TASK GOAL:
Search the lines of the records for the word "knurled", and copy every line that has it.

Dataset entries
-------

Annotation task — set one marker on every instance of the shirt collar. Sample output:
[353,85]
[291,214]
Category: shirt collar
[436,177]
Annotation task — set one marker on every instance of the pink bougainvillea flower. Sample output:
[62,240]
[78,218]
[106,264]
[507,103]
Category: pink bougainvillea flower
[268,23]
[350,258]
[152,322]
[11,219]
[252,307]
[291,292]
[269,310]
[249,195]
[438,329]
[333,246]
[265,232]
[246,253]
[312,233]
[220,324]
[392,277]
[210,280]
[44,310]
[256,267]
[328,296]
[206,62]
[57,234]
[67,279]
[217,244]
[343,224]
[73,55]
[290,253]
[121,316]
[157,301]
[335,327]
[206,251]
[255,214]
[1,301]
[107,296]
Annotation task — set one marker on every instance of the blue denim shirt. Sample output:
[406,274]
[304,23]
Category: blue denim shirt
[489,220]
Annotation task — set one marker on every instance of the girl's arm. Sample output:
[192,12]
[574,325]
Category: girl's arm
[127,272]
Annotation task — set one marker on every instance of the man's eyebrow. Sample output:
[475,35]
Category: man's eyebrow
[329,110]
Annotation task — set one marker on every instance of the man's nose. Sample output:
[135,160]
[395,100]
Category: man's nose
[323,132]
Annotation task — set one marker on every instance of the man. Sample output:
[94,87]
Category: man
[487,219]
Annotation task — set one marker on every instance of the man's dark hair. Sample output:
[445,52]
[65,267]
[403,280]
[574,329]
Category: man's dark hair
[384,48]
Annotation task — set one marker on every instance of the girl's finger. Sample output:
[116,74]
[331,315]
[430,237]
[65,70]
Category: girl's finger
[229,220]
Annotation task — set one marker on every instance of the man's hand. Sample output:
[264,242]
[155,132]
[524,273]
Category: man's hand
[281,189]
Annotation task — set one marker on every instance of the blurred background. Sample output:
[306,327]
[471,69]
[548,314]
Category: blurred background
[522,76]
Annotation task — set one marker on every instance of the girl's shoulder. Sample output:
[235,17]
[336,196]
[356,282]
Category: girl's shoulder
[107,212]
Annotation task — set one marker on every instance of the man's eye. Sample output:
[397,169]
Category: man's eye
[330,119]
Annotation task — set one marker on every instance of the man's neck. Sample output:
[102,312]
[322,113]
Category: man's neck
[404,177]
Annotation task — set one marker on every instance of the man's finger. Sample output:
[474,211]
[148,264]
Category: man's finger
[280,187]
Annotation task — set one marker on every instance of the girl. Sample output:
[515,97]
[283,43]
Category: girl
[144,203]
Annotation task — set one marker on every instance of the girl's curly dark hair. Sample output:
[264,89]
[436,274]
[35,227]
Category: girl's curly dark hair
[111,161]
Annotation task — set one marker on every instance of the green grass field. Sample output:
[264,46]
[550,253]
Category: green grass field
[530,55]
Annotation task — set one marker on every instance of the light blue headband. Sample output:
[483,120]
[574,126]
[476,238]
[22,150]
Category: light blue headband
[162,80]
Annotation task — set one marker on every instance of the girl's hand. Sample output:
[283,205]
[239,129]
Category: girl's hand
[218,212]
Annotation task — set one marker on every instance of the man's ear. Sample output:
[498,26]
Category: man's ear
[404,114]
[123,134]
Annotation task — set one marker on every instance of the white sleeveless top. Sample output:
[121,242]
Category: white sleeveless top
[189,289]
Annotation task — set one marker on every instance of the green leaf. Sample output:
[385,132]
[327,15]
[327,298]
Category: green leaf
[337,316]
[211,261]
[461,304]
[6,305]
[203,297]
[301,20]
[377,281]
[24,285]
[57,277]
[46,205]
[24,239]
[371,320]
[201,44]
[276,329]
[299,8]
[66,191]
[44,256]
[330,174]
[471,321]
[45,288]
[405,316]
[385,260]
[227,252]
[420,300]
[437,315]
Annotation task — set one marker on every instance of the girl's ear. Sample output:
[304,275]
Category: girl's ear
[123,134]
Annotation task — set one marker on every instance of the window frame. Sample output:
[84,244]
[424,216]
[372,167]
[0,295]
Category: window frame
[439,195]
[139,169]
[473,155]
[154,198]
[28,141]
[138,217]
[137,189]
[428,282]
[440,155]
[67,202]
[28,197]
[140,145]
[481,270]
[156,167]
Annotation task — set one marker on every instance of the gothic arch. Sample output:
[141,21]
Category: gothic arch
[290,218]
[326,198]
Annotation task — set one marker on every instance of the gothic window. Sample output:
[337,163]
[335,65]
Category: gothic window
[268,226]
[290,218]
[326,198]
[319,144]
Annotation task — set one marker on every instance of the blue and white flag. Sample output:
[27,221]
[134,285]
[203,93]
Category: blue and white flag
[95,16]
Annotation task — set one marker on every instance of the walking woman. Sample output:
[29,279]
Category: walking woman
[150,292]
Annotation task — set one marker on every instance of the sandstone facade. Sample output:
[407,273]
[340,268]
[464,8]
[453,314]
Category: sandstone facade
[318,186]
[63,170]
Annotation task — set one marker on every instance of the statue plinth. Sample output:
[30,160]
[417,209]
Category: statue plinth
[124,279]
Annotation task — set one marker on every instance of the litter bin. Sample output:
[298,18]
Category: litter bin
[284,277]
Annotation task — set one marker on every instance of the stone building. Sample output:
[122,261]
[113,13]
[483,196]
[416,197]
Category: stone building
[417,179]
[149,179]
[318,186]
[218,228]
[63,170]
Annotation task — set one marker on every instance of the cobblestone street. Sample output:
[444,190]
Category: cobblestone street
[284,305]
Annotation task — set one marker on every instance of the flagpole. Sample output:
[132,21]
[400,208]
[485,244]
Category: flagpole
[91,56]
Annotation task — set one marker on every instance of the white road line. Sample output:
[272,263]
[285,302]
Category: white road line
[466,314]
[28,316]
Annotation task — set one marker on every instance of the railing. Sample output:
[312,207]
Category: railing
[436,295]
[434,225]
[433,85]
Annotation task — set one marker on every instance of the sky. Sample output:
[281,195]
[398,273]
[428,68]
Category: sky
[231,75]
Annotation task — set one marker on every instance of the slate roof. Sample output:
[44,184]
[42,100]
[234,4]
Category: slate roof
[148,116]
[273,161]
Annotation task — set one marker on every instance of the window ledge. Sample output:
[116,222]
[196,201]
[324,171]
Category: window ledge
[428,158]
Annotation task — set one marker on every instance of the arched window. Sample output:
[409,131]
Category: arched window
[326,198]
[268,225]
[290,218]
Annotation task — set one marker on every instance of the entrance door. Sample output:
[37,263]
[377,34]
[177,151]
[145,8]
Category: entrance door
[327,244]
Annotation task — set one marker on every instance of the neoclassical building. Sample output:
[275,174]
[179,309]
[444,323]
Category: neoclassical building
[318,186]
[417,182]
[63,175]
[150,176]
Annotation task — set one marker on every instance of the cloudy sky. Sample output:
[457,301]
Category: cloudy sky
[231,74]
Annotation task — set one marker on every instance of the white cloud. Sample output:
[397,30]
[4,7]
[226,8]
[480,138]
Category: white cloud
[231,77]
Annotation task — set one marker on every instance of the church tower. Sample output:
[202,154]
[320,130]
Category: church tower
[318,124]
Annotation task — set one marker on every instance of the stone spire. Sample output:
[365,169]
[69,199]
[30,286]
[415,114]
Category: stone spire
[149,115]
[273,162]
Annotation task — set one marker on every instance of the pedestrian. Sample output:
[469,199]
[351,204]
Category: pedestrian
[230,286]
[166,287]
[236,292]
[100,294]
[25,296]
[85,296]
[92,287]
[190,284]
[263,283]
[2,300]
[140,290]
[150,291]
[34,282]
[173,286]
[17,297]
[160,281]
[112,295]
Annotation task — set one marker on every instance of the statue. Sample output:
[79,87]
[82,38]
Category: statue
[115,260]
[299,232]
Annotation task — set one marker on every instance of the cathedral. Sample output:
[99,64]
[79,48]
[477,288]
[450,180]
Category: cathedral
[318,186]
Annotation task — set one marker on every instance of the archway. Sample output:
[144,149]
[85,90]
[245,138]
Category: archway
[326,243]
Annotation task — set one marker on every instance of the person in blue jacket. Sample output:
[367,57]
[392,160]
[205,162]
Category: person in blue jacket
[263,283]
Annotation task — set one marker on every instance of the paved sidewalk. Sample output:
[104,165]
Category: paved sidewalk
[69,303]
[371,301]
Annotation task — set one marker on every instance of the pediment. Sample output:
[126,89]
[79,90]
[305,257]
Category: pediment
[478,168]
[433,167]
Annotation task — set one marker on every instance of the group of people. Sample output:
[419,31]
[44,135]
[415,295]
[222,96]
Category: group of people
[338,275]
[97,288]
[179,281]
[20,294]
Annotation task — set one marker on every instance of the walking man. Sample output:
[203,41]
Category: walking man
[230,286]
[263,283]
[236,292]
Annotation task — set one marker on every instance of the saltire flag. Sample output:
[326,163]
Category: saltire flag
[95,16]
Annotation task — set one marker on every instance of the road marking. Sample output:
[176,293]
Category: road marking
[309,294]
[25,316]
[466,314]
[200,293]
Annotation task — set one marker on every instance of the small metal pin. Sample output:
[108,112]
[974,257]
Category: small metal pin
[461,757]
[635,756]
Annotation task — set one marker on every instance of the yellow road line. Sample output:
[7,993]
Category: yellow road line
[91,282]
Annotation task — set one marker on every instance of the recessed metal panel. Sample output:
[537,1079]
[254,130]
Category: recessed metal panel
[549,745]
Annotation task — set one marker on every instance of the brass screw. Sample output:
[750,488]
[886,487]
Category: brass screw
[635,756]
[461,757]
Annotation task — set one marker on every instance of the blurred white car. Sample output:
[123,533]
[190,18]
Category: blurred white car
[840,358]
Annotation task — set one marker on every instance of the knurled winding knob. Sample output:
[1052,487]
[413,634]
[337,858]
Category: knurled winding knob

-------

YOUR SOLUTION:
Annotation task — set one marker on every instance of the knurled winding knob. Sample output:
Category: knurled winding knob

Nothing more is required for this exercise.